Ana Sayfa Arama Galeri Video Yazarlar
Üyelik
Üye Girişi
Yayın/Gazete
Yayınlar
Kategoriler
Servisler
Nöbetçi Eczaneler Sayfası Nöbetçi Eczaneler Hava Durumu Namaz Vakitleri Gazeteler Puan Durumu
WhatsApp
Sosyal Medya
Uygulamamızı İndir
Mehmet Şenkaya
e-posta: YAZARIN TÜM YAZILARI

GEÇMİŞ ZAMAN MUTLULUĞUNA DUYULAN ÖZLEM

Mehmet Şenkaya 26 Şubat 2016 Cuma 13:41:29
 

Eskiden halkımızın çoğu ekmeğini kendi imkânlarıyla hazırladığı için çarşı ekmeğine bu kadar rağbet olmazdı. Bu belki ekonomik sebeplerden kaynaklanır olabileceği gibi eskiden beri yerleşmiş alışkanlıkların da etkili olduğu söylenebilir. Şehrin hemen her semtinde bir Mahalle fırını bulunurdu. Bedrik mahallesinde bizim eve yakın dört mahalle fırını vardı. Biri İbik ve Hüda adı verilen içtiğimiz kullandığımız kaynak suları karşısında Hanife Aba’nın,  2.si buranın bir köşe berisinde Aşa Aba’nın, Bir başkası Hodalı Çeşmesi karşısında Gezlerli Hanife’nin öteki de Kubeli mescidi karşısında Fırıncı Emine’nin fırınıydı.

> Kayıt Alıntıları:
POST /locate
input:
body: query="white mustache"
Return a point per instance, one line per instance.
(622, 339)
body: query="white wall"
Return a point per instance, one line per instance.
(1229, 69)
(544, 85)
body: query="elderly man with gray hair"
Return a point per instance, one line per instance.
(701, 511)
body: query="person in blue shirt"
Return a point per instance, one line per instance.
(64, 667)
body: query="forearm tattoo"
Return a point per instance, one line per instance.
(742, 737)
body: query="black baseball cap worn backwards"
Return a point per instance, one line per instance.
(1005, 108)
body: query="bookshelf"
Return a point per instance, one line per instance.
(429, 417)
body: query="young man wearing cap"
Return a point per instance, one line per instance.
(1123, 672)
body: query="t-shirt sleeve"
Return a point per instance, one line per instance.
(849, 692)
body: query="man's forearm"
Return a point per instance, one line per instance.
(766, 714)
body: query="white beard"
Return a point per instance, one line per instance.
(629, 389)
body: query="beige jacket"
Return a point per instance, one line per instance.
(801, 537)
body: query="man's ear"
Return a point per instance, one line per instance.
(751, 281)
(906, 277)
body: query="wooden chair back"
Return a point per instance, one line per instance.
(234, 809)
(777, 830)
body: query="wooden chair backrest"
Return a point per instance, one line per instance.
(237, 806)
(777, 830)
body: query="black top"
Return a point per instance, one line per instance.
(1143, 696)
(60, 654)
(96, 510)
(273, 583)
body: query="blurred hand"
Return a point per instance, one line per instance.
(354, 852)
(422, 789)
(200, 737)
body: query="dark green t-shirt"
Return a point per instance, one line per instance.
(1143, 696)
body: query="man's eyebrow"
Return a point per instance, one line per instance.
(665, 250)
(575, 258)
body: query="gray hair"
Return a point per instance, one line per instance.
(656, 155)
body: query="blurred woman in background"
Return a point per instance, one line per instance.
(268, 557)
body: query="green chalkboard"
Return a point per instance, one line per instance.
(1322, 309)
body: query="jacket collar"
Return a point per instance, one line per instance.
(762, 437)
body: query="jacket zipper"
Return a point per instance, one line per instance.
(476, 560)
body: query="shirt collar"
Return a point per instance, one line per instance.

> Görev:
Mahalle fırınlarını anlatan metinde "Eskiden halkımızın çoğu" ile başlayıp "Fırıncı Emine’nin fırınıydı." ile biten bölümü harfi harfine tekrarlayın. Öğeler metinden bağımsız, ayrı bir malzemedir.

> Yazılı Yanıt:
Eskiden halkımızın çoğu ekmeğini kendi imkânlarıyla hazırladığı için çarşı ekmeğine bu kadar rağbet olmazdı. Bu belki ekonomik sebeplerden kaynaklanır olabileceği gibi eskiden beri yerleşmiş alışkanlıkların da etkili olduğu söylenebilir. Şehrin hemen her semtinde bir Mahalle fırını bulunurdu. Bedrik mahallesinde bizim eve yakın dört mahalle fırını vardı. Biri İbik ve Hüda adı verilen içtiğimiz kullandığımız kaynak suları karşısında Hanife Aba’nın,  2.si buranın bir köşe berisinde Aşa Aba’nın, Bir başkası Hodalı Çeşmesi karşısında Gezlerli Hanife’nin öteki de Kubeli mescidi karşısında Fırıncı Emine’nin fırınıydı.